◆ **Requirement**:
Reproduce every record below word for word and include no pictures.

[Image point grounding data]
....
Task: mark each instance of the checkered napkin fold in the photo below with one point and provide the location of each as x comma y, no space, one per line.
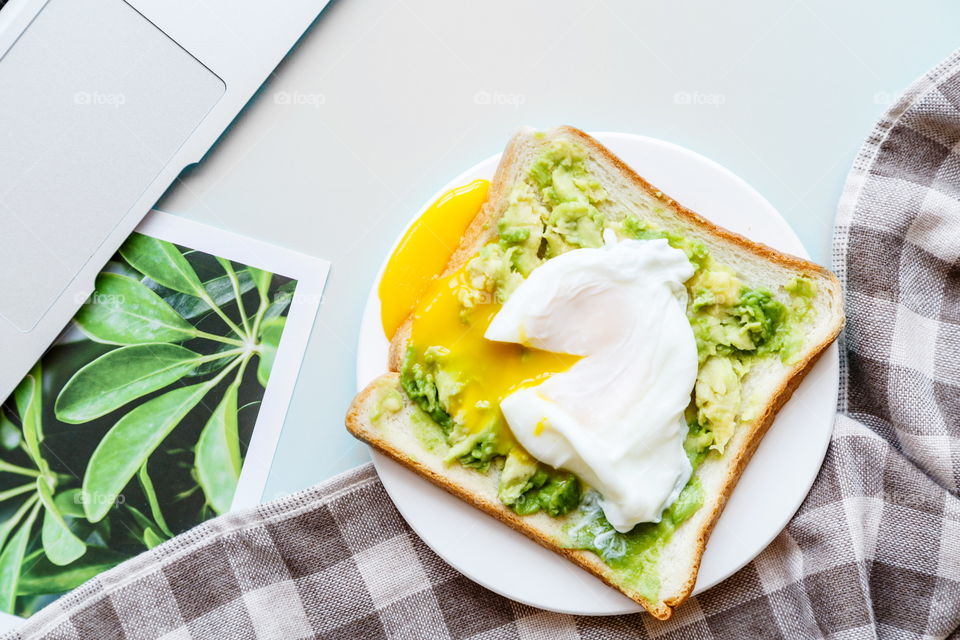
874,550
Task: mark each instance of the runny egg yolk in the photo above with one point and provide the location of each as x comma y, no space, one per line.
488,371
424,251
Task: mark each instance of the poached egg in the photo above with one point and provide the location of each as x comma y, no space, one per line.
615,417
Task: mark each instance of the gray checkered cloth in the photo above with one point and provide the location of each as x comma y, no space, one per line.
874,550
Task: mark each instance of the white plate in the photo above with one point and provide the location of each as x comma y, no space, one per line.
769,492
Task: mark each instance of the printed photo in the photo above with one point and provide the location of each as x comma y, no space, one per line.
135,426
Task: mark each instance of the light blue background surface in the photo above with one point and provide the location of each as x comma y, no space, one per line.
384,101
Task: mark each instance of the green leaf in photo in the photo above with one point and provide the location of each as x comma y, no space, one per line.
162,262
261,280
41,576
11,560
60,544
27,397
220,290
270,334
128,444
121,376
124,311
70,503
152,539
281,300
214,364
146,483
10,437
218,459
140,518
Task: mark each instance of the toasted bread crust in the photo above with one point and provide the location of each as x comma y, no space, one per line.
356,425
480,231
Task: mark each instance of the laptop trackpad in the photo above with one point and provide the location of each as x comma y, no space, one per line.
95,102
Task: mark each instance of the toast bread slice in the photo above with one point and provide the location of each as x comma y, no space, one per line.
755,265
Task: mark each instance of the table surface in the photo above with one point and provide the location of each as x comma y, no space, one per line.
382,102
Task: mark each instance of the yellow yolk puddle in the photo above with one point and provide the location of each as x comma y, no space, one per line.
489,371
424,251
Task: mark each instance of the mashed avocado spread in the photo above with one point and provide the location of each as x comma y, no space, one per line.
560,206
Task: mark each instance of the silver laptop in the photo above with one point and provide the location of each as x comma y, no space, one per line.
102,104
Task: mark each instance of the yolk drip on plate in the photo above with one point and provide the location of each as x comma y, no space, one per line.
488,371
424,250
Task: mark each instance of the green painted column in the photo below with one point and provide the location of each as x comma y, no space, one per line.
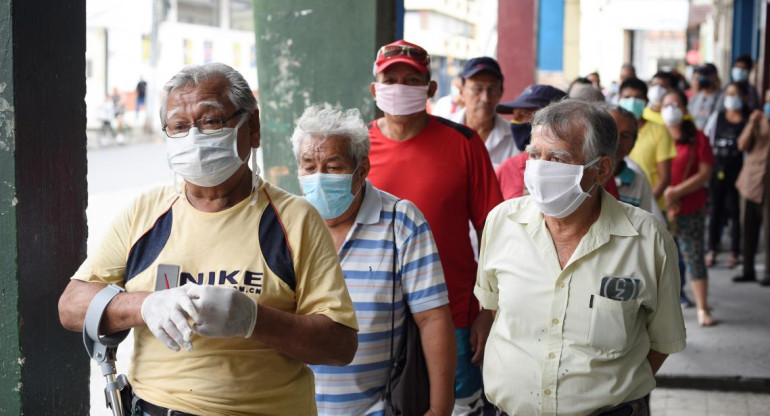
....
◆ **Task answer**:
Task: mark each instance of the checkered napkin fold in the photo below with one point and provide the location of each as x comma y, no space, one per line.
874,550
Task: mark each instance of the runny egg yolk in the photo above with one point and provide the location of each as x comma y, no space, one per line.
488,371
424,251
Task: mark each instance of the poached egg in the photo above with one point and provide the location of each as x comma y, no space, one per line.
615,417
Task: mark each instance of the gray checkered cloth in the photo above with one point and provide the location of each as x comma y, no space, one per line.
874,550
Task: mark each instance of the white plate in the photo above with one point and provide the location of each as x comma y, no space, one per line.
769,492
Task: mark each instance of the printed photo in the photo above with one point and provide the location of each as x comma y, no space, one per line.
135,426
Task: mark each instance of the light blue background surface in the photo above with one point and provide the location of each as x comma y, no space, one per line.
384,101
Task: mark each instance of the green leaf in photo in the photo above with one point and provide the location of each as x comma y, no space, one per line.
162,262
261,280
41,576
11,560
60,544
27,397
220,290
270,334
128,444
121,376
124,311
70,503
152,539
281,300
214,364
146,483
10,437
218,459
140,518
Task: mark each instance of the toasted bread crust in the photo above with one point and provide the location of each as x comma y, no space, one per line.
356,425
480,231
Task: mark each instance of the laptop trackpad in the photo above with one point and provide the location of each as x comma y, no space, one per line.
95,102
Task: mark each instance of the toast bread slice in the photo above with one point and provide the location of each as x comma y, no space, one per line.
755,265
Task: mark each instance of the table surface in the photo above with one point and provide the location of each as x comma y, no space, one per line.
382,102
Task: mark each instance of the yellow yolk puddle in the photo above with one point and provide the location of each as x comma y, no space, one per line.
489,371
424,251
Task: mark each instance of the mashed avocado spread in the photo above with one point and provide the location of each as x comma y, no space, one per line.
560,206
Task: mark each instance of the silver laptop in the photo above with one point and provide the location of each as x comma y, no space, one per line.
102,104
Task: mark each instance of the yolk drip on plate in the photo above with one point and provide the location of each as x comma y, no space, one per line.
488,371
424,250
Task: mark each instance of the green painted column in the photo below with one point and provide the location of each as x comma y, no space, one per line.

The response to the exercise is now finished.